* [Exercise]
From the rows below, return the lines from the one containing "of rear bumper." through the one containing "[122, 165, 151, 183]", copied exactly, with both end lines included.

--- begin Items ---

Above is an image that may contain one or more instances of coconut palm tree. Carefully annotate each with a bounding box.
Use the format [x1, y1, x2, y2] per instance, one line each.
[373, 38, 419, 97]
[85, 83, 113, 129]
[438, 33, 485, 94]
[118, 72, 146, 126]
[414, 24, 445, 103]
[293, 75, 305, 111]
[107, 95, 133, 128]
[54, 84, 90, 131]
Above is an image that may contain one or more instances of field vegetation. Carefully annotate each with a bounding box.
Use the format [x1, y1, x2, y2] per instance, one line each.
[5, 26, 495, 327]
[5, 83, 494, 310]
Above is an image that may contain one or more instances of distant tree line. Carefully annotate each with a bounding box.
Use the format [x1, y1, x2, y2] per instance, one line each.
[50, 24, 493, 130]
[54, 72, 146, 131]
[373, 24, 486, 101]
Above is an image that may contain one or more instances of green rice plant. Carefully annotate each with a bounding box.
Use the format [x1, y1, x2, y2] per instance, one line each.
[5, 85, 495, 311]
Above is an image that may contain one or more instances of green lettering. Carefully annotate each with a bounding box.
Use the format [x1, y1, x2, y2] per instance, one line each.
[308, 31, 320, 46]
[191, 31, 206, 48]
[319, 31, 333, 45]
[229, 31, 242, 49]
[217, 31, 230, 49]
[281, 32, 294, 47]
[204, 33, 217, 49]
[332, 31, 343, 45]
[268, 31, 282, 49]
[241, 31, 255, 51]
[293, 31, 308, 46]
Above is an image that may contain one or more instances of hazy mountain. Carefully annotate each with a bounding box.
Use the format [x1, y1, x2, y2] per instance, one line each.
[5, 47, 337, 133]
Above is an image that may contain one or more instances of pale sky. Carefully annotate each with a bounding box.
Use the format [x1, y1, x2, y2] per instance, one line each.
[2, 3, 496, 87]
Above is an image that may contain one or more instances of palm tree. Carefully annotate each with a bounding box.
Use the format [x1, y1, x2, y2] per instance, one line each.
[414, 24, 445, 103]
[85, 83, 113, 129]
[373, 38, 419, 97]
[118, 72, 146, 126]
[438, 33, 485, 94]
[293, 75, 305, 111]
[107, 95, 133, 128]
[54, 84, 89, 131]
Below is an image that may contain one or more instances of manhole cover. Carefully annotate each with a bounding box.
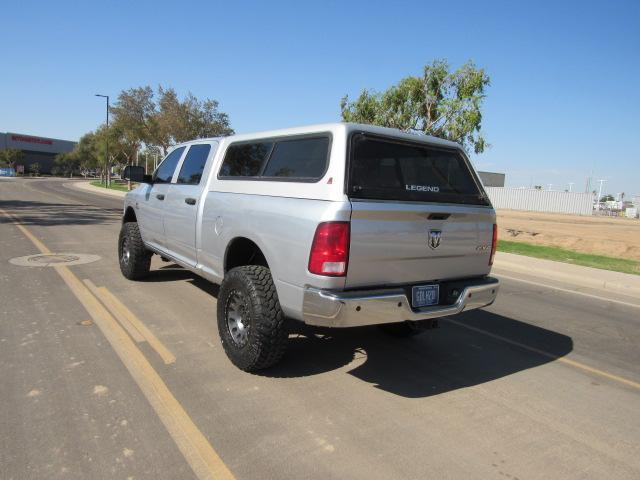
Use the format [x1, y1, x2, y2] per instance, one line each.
[28, 253, 80, 264]
[9, 253, 100, 267]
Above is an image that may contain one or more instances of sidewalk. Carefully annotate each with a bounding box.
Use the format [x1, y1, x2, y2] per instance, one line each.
[72, 182, 127, 198]
[493, 252, 640, 298]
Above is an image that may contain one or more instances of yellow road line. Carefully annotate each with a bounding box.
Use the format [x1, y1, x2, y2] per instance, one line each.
[83, 279, 145, 343]
[84, 280, 176, 365]
[444, 318, 640, 389]
[0, 209, 234, 480]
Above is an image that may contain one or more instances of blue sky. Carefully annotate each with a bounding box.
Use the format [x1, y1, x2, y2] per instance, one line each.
[0, 0, 640, 194]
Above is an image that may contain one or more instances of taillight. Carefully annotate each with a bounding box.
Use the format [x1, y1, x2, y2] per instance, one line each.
[309, 222, 349, 277]
[489, 223, 498, 265]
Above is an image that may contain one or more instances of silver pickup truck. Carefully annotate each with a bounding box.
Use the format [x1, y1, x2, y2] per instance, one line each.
[118, 123, 499, 371]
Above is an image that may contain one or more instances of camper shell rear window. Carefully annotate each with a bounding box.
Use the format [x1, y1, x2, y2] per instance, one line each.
[347, 133, 490, 205]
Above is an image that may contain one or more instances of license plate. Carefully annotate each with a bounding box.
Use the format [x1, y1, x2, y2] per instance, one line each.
[411, 285, 440, 308]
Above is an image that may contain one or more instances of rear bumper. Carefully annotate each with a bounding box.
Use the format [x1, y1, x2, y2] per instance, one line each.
[302, 277, 500, 327]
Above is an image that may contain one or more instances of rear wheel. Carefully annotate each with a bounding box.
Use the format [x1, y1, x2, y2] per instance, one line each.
[118, 222, 153, 280]
[217, 265, 288, 372]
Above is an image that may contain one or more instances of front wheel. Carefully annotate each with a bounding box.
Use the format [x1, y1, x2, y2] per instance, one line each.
[118, 222, 152, 280]
[218, 265, 288, 372]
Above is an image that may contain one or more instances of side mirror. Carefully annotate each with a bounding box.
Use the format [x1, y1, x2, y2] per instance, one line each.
[122, 165, 151, 183]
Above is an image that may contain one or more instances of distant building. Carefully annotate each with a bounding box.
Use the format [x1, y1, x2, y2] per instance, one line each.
[0, 132, 76, 173]
[478, 172, 505, 187]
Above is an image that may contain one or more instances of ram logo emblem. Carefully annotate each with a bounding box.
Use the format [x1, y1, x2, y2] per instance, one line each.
[429, 230, 442, 250]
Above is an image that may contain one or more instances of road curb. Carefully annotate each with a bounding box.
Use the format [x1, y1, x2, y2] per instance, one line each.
[494, 252, 640, 296]
[72, 182, 127, 198]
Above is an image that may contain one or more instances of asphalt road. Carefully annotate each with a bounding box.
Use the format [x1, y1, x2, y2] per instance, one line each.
[0, 179, 640, 480]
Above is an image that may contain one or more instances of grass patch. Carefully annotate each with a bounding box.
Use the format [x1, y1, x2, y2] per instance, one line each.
[498, 240, 640, 275]
[91, 180, 129, 192]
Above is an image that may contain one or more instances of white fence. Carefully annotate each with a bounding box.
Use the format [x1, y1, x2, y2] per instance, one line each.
[485, 187, 593, 215]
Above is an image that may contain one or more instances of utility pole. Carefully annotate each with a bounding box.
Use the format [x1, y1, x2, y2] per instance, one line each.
[598, 179, 606, 210]
[96, 93, 111, 188]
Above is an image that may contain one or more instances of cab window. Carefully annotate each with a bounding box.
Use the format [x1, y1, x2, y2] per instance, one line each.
[177, 145, 211, 185]
[153, 147, 185, 183]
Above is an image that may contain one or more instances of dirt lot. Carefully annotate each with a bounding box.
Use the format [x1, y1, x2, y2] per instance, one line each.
[498, 210, 640, 260]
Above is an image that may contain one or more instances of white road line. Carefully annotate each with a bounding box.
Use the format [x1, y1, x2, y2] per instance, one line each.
[494, 272, 640, 308]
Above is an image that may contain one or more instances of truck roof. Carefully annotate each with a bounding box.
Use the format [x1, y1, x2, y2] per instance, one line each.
[174, 122, 461, 148]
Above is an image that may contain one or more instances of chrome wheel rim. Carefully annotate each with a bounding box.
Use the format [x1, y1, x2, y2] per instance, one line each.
[120, 237, 131, 265]
[226, 290, 249, 347]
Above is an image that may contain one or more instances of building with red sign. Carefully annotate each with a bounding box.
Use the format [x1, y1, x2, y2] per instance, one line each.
[0, 132, 76, 173]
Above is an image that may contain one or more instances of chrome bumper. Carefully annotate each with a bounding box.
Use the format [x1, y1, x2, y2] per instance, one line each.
[302, 277, 500, 327]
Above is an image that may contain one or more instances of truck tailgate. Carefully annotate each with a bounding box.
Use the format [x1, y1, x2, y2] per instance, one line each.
[346, 201, 495, 288]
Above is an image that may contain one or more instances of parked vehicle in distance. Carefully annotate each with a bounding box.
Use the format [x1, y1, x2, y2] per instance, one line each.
[118, 123, 499, 371]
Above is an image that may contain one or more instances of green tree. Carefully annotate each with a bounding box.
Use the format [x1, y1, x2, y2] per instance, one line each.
[0, 148, 24, 168]
[111, 86, 233, 156]
[340, 60, 490, 153]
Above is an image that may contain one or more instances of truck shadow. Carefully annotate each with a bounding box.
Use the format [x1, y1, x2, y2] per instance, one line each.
[259, 310, 573, 398]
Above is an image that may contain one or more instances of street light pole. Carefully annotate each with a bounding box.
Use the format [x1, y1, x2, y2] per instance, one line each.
[96, 93, 111, 188]
[598, 179, 606, 205]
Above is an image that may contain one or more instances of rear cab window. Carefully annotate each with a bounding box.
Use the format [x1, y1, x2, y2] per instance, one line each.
[347, 133, 490, 206]
[153, 147, 185, 183]
[218, 134, 331, 182]
[176, 144, 211, 185]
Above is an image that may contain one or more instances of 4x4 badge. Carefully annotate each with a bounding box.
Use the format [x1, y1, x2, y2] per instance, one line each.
[429, 230, 442, 249]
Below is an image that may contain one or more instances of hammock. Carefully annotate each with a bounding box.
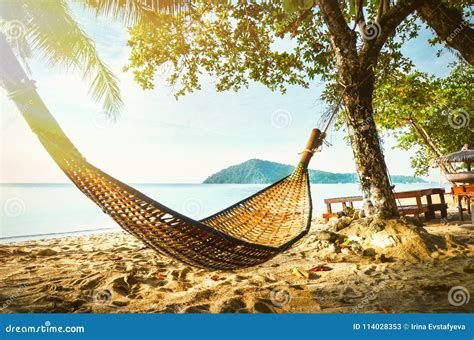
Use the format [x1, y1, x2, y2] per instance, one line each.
[0, 37, 325, 270]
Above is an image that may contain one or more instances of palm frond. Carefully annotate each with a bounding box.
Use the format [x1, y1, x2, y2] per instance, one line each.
[82, 0, 190, 25]
[24, 0, 123, 117]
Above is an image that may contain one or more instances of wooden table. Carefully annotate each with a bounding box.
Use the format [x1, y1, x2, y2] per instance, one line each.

--- end Items ---

* [The completed task]
Above is an image that may contain one or more instances of rear bumper. Carefully annotate each with a bounding box.
Use the format [x1, y1, x2, y2] per instance, one line each.
[302, 277, 500, 327]
Above is an image that may contain one or more instances of rear wheel. Carefully annotate each with a bounding box.
Use the format [x1, y1, x2, y2] per instance, one line each.
[118, 222, 153, 280]
[217, 265, 288, 372]
Above is an image that may contain one or more instances of front wheel. Carefully annotate each with a bounding box.
Use the format [x1, y1, x2, y2] per instance, one line each.
[118, 222, 152, 280]
[218, 265, 288, 372]
Above is an image that may contain one or more instances of side mirror. Carefully annotate each with a bounding box.
Use the format [x1, y1, x2, y2] per instance, one line each.
[122, 165, 151, 183]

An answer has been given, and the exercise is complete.